_WRITTEN EXERCISE_:
Please render everything from the line containing "Record the location of each instance of the mowed" down to the end of the items as a Markdown table with two columns, Row and Line: number each line in Row, put its text in Line, and leave out blank lines.
============================================================
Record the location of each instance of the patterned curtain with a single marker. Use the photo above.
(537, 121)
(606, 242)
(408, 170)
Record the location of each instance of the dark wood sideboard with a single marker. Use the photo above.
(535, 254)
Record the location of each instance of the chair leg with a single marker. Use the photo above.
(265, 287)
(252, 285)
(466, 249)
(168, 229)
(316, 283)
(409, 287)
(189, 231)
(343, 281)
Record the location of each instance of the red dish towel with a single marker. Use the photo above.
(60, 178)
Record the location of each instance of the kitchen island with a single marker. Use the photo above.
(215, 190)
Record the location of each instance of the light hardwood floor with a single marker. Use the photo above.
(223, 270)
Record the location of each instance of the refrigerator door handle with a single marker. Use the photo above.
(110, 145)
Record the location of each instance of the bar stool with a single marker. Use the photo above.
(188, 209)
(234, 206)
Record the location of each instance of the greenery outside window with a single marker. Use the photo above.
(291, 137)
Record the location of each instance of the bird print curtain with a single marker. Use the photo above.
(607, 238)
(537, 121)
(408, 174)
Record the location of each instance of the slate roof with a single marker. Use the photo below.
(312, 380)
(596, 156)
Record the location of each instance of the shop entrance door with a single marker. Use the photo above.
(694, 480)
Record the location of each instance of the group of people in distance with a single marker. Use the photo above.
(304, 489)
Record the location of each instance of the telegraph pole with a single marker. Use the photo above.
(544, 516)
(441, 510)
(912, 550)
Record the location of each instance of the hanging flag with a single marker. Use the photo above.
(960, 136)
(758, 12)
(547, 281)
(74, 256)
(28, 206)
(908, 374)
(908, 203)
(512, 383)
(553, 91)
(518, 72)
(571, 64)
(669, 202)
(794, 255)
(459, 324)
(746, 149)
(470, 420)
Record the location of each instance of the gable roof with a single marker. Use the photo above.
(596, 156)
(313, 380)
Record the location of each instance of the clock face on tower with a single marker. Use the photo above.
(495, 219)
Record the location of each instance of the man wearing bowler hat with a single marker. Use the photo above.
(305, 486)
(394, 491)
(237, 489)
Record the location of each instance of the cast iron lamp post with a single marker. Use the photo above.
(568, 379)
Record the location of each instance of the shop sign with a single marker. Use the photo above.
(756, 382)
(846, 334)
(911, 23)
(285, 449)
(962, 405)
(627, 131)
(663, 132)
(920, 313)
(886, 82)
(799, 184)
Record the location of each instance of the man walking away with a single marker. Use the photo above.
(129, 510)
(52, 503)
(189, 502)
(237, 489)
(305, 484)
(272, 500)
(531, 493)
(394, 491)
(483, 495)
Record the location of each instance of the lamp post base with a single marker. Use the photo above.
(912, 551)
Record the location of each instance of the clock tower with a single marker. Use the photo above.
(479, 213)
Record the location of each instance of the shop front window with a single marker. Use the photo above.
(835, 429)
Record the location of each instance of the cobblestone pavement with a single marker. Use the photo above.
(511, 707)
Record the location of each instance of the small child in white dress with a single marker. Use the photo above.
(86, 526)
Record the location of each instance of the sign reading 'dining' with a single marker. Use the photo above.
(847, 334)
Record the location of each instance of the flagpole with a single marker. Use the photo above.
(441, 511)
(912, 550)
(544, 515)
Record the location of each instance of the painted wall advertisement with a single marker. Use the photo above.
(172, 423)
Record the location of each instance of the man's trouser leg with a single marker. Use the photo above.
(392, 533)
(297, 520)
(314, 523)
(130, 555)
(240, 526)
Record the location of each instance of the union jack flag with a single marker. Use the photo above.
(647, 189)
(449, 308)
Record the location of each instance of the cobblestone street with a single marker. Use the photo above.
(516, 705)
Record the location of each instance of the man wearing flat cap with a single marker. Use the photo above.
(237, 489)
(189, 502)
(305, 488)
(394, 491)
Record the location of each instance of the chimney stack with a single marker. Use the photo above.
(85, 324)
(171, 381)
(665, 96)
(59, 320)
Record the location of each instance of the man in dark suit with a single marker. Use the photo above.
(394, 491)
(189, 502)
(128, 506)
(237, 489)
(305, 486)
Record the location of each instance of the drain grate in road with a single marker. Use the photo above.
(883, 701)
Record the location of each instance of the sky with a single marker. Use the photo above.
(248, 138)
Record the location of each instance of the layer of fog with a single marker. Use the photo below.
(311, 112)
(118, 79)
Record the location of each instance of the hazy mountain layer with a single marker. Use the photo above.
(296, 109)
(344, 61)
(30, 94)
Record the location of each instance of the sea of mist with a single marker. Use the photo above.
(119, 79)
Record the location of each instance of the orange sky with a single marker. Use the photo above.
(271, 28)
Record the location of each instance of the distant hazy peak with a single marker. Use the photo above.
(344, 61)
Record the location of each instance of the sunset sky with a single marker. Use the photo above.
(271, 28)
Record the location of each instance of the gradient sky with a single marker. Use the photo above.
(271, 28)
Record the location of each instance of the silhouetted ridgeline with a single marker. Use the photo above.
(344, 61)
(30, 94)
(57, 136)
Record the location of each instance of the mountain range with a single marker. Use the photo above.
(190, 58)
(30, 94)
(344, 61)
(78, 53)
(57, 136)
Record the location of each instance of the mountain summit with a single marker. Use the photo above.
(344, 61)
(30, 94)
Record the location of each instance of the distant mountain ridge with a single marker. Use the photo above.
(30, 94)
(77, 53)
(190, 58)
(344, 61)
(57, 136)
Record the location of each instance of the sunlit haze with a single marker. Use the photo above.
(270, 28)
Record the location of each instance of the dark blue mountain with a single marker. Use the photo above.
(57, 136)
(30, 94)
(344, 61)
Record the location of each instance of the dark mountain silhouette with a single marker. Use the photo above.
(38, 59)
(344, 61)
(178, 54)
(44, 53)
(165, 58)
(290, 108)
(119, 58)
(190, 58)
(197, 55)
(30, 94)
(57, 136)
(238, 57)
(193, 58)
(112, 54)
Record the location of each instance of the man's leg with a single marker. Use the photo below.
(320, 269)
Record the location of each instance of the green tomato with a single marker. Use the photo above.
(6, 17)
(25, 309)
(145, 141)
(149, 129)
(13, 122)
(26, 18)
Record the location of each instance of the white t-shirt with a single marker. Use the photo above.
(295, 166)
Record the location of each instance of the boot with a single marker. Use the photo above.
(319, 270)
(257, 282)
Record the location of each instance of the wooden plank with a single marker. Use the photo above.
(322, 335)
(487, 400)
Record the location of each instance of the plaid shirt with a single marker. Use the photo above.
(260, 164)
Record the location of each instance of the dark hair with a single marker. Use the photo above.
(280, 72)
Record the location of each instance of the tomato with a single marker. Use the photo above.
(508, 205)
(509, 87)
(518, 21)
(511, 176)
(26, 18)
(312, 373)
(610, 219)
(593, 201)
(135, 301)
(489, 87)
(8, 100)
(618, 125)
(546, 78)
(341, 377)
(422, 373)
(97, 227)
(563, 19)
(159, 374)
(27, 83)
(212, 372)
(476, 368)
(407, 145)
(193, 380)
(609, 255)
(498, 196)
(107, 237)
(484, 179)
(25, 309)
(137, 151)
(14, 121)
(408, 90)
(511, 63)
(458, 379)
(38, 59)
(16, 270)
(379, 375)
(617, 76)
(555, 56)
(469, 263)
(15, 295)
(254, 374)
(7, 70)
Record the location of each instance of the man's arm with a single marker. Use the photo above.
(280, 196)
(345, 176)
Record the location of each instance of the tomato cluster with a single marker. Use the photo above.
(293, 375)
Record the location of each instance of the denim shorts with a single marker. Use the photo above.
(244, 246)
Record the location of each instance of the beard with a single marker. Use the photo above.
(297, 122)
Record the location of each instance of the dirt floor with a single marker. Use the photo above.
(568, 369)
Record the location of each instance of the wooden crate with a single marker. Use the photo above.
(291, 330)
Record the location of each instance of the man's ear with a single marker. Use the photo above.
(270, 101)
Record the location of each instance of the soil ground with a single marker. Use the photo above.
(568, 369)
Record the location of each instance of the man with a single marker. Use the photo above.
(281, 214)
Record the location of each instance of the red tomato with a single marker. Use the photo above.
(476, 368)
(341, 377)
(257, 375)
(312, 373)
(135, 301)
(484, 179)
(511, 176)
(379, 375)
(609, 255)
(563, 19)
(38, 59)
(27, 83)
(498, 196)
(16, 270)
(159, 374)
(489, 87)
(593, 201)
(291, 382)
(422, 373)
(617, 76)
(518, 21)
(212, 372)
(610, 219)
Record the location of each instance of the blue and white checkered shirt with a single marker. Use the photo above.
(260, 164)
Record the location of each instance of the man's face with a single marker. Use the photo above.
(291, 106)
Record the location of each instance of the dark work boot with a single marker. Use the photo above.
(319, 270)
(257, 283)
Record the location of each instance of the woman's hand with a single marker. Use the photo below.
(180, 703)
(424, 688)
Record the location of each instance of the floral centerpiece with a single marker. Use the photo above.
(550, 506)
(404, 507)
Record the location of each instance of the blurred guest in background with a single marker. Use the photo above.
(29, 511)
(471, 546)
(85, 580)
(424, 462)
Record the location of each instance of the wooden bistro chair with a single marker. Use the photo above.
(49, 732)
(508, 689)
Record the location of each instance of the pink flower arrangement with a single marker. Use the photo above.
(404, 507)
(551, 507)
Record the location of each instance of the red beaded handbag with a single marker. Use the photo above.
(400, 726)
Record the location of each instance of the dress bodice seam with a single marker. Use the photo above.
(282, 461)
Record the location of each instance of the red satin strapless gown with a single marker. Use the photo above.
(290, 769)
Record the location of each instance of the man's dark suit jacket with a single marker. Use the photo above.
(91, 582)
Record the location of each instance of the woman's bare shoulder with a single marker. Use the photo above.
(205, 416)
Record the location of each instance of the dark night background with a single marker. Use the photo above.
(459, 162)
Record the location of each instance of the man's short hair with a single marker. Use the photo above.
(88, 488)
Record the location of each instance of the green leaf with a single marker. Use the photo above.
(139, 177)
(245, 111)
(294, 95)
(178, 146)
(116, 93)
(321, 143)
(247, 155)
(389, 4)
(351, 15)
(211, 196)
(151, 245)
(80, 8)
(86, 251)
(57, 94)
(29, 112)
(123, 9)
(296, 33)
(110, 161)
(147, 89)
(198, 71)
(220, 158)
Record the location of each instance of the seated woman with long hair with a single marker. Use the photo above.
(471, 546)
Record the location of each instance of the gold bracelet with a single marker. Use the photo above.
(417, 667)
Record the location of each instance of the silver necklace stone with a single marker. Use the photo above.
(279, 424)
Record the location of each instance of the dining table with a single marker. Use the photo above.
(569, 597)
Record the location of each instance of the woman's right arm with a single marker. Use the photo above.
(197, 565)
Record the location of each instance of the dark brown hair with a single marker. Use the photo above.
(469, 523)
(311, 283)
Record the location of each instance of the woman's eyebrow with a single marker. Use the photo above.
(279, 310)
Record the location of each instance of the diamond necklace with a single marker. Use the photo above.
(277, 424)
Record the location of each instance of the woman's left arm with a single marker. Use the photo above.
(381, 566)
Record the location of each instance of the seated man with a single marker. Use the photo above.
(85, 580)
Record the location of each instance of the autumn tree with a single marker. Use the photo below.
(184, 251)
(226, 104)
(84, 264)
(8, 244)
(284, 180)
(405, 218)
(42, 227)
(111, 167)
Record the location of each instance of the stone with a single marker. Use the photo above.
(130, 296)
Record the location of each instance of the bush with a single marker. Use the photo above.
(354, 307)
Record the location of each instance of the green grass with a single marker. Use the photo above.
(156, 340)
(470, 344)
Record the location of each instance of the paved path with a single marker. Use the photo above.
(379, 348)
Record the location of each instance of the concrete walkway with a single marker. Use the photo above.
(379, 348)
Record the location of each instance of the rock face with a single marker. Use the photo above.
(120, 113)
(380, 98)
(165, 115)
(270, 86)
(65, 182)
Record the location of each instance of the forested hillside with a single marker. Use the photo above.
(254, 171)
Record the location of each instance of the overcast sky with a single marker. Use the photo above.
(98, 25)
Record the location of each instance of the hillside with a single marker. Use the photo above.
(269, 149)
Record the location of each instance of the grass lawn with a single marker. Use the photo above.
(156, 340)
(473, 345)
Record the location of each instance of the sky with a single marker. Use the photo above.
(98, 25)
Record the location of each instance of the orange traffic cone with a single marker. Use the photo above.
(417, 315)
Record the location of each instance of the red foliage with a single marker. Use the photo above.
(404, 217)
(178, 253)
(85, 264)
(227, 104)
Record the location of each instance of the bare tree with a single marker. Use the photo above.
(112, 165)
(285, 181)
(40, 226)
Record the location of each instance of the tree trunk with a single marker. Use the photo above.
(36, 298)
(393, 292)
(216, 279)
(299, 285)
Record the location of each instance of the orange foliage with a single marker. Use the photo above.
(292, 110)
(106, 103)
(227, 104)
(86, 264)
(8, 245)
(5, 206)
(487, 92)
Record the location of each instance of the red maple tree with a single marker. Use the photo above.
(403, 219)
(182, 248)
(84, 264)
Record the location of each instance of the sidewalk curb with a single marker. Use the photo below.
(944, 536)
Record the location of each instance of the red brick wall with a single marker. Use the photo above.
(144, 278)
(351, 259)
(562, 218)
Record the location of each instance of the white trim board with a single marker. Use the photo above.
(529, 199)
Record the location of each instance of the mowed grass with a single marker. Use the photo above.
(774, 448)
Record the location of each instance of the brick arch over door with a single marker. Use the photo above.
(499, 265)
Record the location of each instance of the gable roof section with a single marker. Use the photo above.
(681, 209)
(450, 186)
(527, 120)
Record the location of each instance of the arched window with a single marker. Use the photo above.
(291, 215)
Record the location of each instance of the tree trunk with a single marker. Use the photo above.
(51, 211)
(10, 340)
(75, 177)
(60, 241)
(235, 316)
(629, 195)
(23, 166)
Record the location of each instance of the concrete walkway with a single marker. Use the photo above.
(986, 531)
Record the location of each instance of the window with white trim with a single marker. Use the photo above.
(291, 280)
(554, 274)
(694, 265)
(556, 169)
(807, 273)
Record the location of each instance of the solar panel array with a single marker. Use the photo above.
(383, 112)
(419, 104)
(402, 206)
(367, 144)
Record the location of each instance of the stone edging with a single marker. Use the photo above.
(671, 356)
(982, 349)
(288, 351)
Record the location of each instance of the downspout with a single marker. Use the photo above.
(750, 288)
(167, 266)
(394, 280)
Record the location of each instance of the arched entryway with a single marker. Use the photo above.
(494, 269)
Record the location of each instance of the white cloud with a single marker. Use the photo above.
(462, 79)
============================================================
_ANSWER_:
| Row | Line |
|---|---|
| 1 | Record the location of each instance of the mowed grass with a single marker. Use the photo above. |
| 2 | (774, 448) |
| 3 | Record the location of each instance of the brick arch over door with a single marker. Use the photo above. |
| 4 | (499, 265) |
| 5 | Record the location of each instance of the gable roof section with a single marker. Use the photo above. |
| 6 | (681, 209) |
| 7 | (450, 186) |
| 8 | (527, 120) |
| 9 | Record the location of each instance of the arched window with a single marker. Use the photo above. |
| 10 | (291, 215) |
| 11 | Record the location of each instance of the tree trunk with a single marker. Use the photo above. |
| 12 | (51, 211) |
| 13 | (10, 340) |
| 14 | (75, 177) |
| 15 | (60, 241) |
| 16 | (235, 316) |
| 17 | (629, 195) |
| 18 | (23, 166) |
| 19 | Record the location of each instance of the concrete walkway with a single marker. Use the photo above. |
| 20 | (986, 531) |
| 21 | Record the location of each instance of the window with white trim with a single marker. Use the photo above. |
| 22 | (291, 280) |
| 23 | (554, 274) |
| 24 | (694, 265) |
| 25 | (556, 169) |
| 26 | (807, 273) |
| 27 | Record the location of each instance of the solar panel array with a single marker. Use the photo above. |
| 28 | (383, 112) |
| 29 | (419, 104) |
| 30 | (402, 206) |
| 31 | (367, 144) |
| 32 | Record the location of each instance of the stone edging with a single marker. Use the photo above. |
| 33 | (671, 356) |
| 34 | (982, 349) |
| 35 | (288, 351) |
| 36 | Record the location of each instance of the downspout with a single marker. Use the photo above. |
| 37 | (750, 288) |
| 38 | (167, 266) |
| 39 | (394, 280) |
| 40 | Record the location of each instance of the arched entryway with a single marker. Use the photo above. |
| 41 | (494, 269) |
| 42 | Record the location of each instance of the white cloud with a single marker. Use the photo above. |
| 43 | (462, 79) |